## Goal
Lay out the lines of the items below as a Markdown table with the columns "Row" and "Text", one numbered row per line, skipping blank lines. Leave the pictures out.

-----

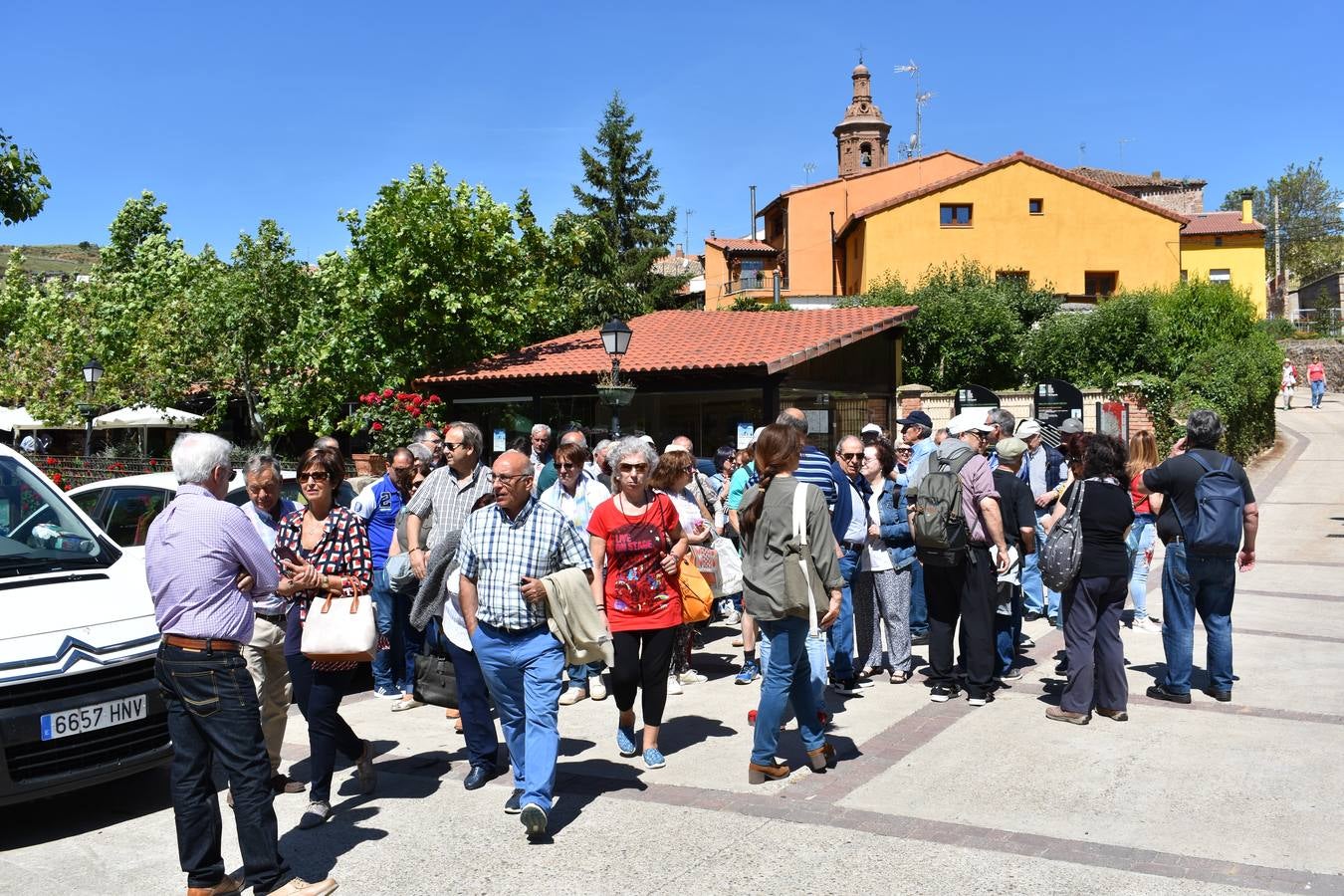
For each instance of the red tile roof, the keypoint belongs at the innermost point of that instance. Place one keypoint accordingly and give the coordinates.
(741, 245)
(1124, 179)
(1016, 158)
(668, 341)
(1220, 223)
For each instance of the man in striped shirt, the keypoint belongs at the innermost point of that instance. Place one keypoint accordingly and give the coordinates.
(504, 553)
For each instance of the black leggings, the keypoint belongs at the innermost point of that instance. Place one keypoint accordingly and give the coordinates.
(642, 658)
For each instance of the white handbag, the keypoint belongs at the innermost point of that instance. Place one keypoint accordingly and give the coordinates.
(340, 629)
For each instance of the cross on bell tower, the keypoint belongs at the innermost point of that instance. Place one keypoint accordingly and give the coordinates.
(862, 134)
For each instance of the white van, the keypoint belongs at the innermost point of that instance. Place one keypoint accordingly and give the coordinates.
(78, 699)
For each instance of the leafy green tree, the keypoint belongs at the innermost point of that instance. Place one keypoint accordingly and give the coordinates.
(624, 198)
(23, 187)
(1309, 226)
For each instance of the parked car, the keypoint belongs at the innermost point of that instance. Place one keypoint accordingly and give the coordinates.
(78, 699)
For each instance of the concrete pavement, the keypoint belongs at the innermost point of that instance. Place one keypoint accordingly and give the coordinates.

-----

## Solved problem
| Row | Text |
|---|---|
| 1 | For each instance of the red tile roof, the keypoint belongs at the innermost point of that instance. Place one keypoint accordingly and give the coordinates. |
| 2 | (741, 245) |
| 3 | (1124, 179) |
| 4 | (1016, 158) |
| 5 | (668, 341) |
| 6 | (1220, 223) |
| 7 | For each instance of the man in striped shirt, the keypoint belongs at the innermost point of that instance. Place one keypoint accordingly and give the coordinates. |
| 8 | (504, 553) |
| 9 | For each instance of the black leggings, the keypoint belongs at the innermost point of that instance. Place one keypoint accordingly and give the coordinates. |
| 10 | (642, 658) |
| 11 | For each instance of the white handbag, the keypoint belongs at the innermost point of that instance. Place one keypoint accordingly and give the coordinates. |
| 12 | (340, 629) |
| 13 | For each instance of the cross on bell tower, the keypoint belongs at the innermost point of that instance. Place one keypoint accordingly and give the coordinates. |
| 14 | (862, 134) |
| 15 | For each instance of the white van, the keypoint belongs at the innermost point of that instance. Place one keypoint accordingly and give the coordinates. |
| 16 | (78, 699) |
| 17 | For each instance of the leafy green tree, the keypoint belongs at the innermost point of that instance. Place one keypoint accordingly and give the coordinates. |
| 18 | (624, 198) |
| 19 | (23, 187) |
| 20 | (1309, 226) |
| 21 | For each instance of the parked car, the keypoint belongs at the innermost point of that instance. Place one keypoint accordingly and give the coordinates. |
| 22 | (78, 699) |
| 23 | For each instance of the concrete pavement, the keypoint belongs at the innermost point of that instance. Place one keypoint accordingly and give the coordinates. |